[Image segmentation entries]
--*--

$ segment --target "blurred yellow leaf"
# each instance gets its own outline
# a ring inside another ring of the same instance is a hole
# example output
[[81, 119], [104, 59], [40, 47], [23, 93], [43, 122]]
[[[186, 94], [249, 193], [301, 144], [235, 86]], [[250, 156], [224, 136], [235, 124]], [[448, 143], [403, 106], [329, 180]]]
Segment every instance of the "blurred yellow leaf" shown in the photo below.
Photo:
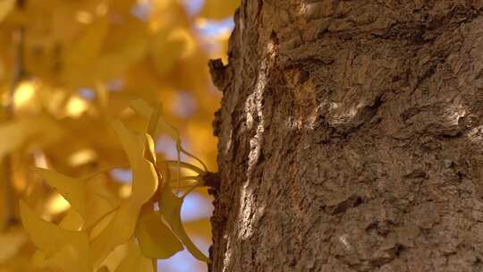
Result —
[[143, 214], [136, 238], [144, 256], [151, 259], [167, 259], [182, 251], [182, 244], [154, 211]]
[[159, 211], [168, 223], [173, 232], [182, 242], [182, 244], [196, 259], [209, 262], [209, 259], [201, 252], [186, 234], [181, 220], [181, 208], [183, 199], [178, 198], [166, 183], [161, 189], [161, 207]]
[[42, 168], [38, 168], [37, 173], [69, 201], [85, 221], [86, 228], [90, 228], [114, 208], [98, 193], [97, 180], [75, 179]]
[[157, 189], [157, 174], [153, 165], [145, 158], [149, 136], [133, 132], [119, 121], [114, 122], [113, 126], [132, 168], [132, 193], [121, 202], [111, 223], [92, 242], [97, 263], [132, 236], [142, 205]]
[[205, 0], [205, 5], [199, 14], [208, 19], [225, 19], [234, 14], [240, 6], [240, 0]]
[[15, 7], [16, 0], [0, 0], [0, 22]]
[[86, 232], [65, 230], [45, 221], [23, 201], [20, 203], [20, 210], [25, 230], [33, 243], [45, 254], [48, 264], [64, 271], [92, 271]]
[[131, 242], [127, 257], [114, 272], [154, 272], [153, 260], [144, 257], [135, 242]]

--*--

**AIM**
Copy all of the data above without any changes, omitting the pictures from your copy.

**RESPONSE**
$ segment --target "blurred yellow leaf"
# each instance gets its own outline
# a ring inside another ring of the same instance is a hole
# example output
[[81, 119], [104, 59], [40, 47], [23, 93], [43, 122]]
[[[186, 94], [249, 193], [301, 144], [235, 86]], [[250, 156], [224, 136], [235, 124]], [[448, 143], [403, 106], [329, 180]]]
Segment every instance of the "blurred yellow leaf" shown in the photo below.
Photo:
Result —
[[143, 214], [136, 238], [144, 256], [151, 259], [167, 259], [182, 251], [182, 244], [154, 211]]
[[159, 211], [168, 223], [173, 232], [182, 242], [182, 244], [196, 259], [209, 262], [209, 259], [201, 252], [186, 234], [181, 220], [181, 208], [183, 199], [178, 198], [166, 183], [161, 189], [161, 207]]
[[42, 168], [38, 168], [37, 173], [69, 201], [85, 221], [86, 228], [90, 228], [114, 208], [98, 193], [97, 180], [75, 179]]
[[157, 189], [157, 174], [153, 165], [145, 158], [149, 136], [133, 132], [119, 121], [114, 122], [113, 126], [132, 168], [132, 193], [121, 202], [111, 223], [92, 242], [97, 263], [132, 236], [142, 205]]
[[205, 0], [205, 5], [199, 14], [208, 19], [225, 19], [234, 14], [240, 6], [240, 0]]
[[15, 7], [16, 0], [0, 0], [0, 22]]
[[86, 232], [65, 230], [45, 221], [23, 201], [20, 203], [20, 210], [25, 230], [33, 243], [45, 254], [48, 264], [64, 271], [92, 271]]
[[131, 242], [127, 257], [114, 272], [154, 272], [153, 260], [144, 257], [135, 242]]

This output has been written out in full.